**MATERIAL FOR THIS EXERCISE**
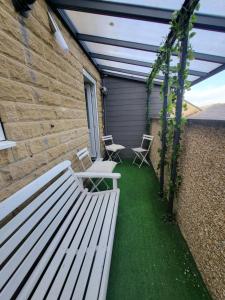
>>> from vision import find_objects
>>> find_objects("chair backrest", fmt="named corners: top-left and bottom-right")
top-left (102, 134), bottom-right (113, 146)
top-left (77, 148), bottom-right (93, 171)
top-left (141, 134), bottom-right (154, 151)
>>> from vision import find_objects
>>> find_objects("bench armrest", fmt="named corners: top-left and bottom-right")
top-left (74, 172), bottom-right (121, 189)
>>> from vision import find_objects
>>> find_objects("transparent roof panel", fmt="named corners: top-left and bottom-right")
top-left (66, 11), bottom-right (169, 45)
top-left (188, 75), bottom-right (199, 81)
top-left (191, 29), bottom-right (225, 56)
top-left (83, 42), bottom-right (157, 63)
top-left (63, 0), bottom-right (225, 85)
top-left (171, 56), bottom-right (221, 72)
top-left (104, 69), bottom-right (147, 80)
top-left (104, 0), bottom-right (225, 16)
top-left (96, 59), bottom-right (152, 74)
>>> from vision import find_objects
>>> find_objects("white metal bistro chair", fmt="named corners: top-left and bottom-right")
top-left (77, 148), bottom-right (117, 192)
top-left (132, 134), bottom-right (154, 168)
top-left (102, 135), bottom-right (125, 162)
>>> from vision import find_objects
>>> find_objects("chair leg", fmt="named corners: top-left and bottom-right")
top-left (139, 152), bottom-right (150, 168)
top-left (132, 152), bottom-right (138, 165)
top-left (115, 151), bottom-right (123, 163)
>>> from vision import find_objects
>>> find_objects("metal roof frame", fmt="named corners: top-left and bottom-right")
top-left (48, 0), bottom-right (225, 32)
top-left (89, 52), bottom-right (205, 77)
top-left (97, 64), bottom-right (164, 80)
top-left (77, 33), bottom-right (225, 64)
top-left (47, 0), bottom-right (225, 85)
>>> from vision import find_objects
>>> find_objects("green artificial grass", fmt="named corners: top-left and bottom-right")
top-left (107, 162), bottom-right (211, 300)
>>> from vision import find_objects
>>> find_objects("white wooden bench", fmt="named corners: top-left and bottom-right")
top-left (0, 161), bottom-right (120, 300)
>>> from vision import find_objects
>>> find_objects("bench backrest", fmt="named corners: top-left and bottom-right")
top-left (77, 148), bottom-right (92, 171)
top-left (0, 161), bottom-right (86, 299)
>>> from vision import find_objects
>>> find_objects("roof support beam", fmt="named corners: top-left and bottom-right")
top-left (89, 52), bottom-right (153, 68)
top-left (54, 9), bottom-right (97, 68)
top-left (89, 52), bottom-right (207, 77)
top-left (48, 0), bottom-right (225, 32)
top-left (98, 65), bottom-right (149, 79)
top-left (103, 71), bottom-right (146, 82)
top-left (98, 65), bottom-right (164, 80)
top-left (191, 64), bottom-right (225, 86)
top-left (77, 33), bottom-right (225, 64)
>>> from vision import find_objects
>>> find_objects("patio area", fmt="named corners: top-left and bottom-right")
top-left (107, 161), bottom-right (211, 300)
top-left (0, 0), bottom-right (225, 300)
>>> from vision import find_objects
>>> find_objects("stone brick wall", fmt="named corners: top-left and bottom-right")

**WHAT IS NEEDED**
Copy all of the entries above line for line, leaving out the pictures.

**TASK RESPONSE**
>>> from vision import find_objects
>>> find_objects("chair backrest", fmt="named corners: top-left and bottom-right")
top-left (102, 134), bottom-right (113, 146)
top-left (77, 148), bottom-right (93, 171)
top-left (141, 134), bottom-right (154, 151)
>>> from vision import find_objects
>>> find_objects("bench armrest", fmt="named corners: top-left and bottom-right")
top-left (74, 172), bottom-right (121, 189)
>>> from vision import find_objects
>>> find_objects("transparent roof panel", fmt="named corners: top-left and bottom-right")
top-left (66, 11), bottom-right (169, 45)
top-left (188, 75), bottom-right (199, 81)
top-left (191, 29), bottom-right (225, 56)
top-left (83, 42), bottom-right (157, 63)
top-left (63, 0), bottom-right (225, 85)
top-left (171, 56), bottom-right (221, 72)
top-left (104, 69), bottom-right (147, 80)
top-left (104, 0), bottom-right (225, 16)
top-left (96, 59), bottom-right (152, 74)
>>> from vision import find_objects
>>> find_objects("white metal bistro chair", fmt="named corners: top-left and bottom-right")
top-left (77, 148), bottom-right (117, 192)
top-left (132, 134), bottom-right (154, 168)
top-left (102, 135), bottom-right (125, 162)
>>> from vision import find_objects
>>> find_objects("chair leg", fmt="named corners: top-left and bottom-right")
top-left (139, 152), bottom-right (150, 168)
top-left (132, 152), bottom-right (138, 165)
top-left (115, 151), bottom-right (123, 163)
>>> from vision import find_objects
>>> find_objects("metal roof frame", fmt="named corners: top-left and bottom-right")
top-left (48, 0), bottom-right (225, 32)
top-left (89, 52), bottom-right (205, 77)
top-left (97, 64), bottom-right (164, 80)
top-left (77, 33), bottom-right (225, 64)
top-left (47, 0), bottom-right (225, 85)
>>> from vision import find_objects
>>> find_objects("green artificial grass", fmt="named corners: top-left and bottom-right")
top-left (107, 162), bottom-right (211, 300)
>>> from vision import find_objects
>>> find_objects("white wooden bench", fmt="named corners: top-left and bottom-right")
top-left (0, 161), bottom-right (120, 300)
>>> from vision import find_objects
>>> find_objects("bench backrest", fmt="named corners: top-left and bottom-right")
top-left (77, 148), bottom-right (92, 171)
top-left (0, 161), bottom-right (86, 299)
>>> from vision import find_objects
>>> find_objects("roof support beam", fmt="named corners: top-left and bottom-right")
top-left (89, 52), bottom-right (153, 68)
top-left (54, 9), bottom-right (97, 68)
top-left (89, 52), bottom-right (207, 77)
top-left (48, 0), bottom-right (225, 32)
top-left (98, 65), bottom-right (149, 79)
top-left (103, 71), bottom-right (146, 82)
top-left (98, 65), bottom-right (164, 80)
top-left (191, 64), bottom-right (225, 86)
top-left (77, 33), bottom-right (225, 64)
>>> from vision import find_objects
>>> find_objects("patio area", fmt="named corners: top-left and bottom-right")
top-left (107, 161), bottom-right (211, 300)
top-left (0, 0), bottom-right (225, 300)
>>> from vision import find_objects
>>> find_objects("stone brick wall", fmt="named corners: top-left and bottom-right")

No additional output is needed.